— Begin —
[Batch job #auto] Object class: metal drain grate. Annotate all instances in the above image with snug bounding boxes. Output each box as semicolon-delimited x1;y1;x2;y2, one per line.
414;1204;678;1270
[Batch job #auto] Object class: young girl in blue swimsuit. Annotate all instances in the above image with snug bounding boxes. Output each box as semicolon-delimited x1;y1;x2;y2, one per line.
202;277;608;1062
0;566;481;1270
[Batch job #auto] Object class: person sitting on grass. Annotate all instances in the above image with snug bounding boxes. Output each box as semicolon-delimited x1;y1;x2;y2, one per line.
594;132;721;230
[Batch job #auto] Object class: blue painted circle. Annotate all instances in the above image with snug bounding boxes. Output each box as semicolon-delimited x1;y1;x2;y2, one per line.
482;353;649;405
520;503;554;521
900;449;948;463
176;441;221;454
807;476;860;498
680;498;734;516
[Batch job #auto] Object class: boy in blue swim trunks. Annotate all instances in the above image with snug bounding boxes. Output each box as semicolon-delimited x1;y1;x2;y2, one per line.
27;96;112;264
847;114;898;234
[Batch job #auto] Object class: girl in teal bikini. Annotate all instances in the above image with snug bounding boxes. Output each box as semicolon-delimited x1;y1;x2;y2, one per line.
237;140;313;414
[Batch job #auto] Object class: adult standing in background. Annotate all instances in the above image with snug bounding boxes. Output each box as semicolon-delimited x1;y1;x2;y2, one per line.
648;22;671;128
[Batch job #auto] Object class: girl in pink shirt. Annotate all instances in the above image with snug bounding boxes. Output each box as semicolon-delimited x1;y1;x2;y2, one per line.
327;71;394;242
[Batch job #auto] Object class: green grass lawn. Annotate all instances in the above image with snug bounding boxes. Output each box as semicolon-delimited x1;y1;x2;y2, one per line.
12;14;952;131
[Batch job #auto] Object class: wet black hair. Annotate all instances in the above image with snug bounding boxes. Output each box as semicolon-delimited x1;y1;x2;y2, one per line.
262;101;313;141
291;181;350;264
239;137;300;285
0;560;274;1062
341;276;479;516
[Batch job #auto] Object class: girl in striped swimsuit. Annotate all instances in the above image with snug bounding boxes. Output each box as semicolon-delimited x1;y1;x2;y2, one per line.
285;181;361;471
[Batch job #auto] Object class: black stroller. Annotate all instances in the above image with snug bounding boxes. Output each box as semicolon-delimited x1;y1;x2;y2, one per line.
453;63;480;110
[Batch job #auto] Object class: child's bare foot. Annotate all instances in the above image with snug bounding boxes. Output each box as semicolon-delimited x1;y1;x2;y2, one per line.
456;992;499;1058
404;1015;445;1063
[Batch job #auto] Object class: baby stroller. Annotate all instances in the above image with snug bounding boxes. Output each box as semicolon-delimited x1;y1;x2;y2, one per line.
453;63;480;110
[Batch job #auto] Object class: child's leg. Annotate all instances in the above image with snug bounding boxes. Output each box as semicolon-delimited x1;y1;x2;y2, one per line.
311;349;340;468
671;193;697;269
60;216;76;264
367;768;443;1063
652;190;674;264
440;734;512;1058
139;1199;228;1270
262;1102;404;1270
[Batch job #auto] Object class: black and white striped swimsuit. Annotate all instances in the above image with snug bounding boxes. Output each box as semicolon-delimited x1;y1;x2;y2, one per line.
— End —
WHAT YOU SHOULD DO:
Rewrite the items starting at the first one and ending at the line that contains "0;566;481;1270", changing "snug" to "tight" and leaving everything else unchanged.

RESULT BELOW:
[Batch job #auto] Object class: metal drain grate. Annotate all instances in the above image with tight bounding boxes. Output each box as semicolon-delimited x1;y1;x2;y2, one per line.
414;1204;678;1270
[Batch job #auto] Object class: young girl in blue swimsuit. Annotate all instances in the above image with tight bounding boxes. Output each box as semicolon-delimited x1;y1;x2;y2, one per line.
202;277;608;1062
0;566;481;1270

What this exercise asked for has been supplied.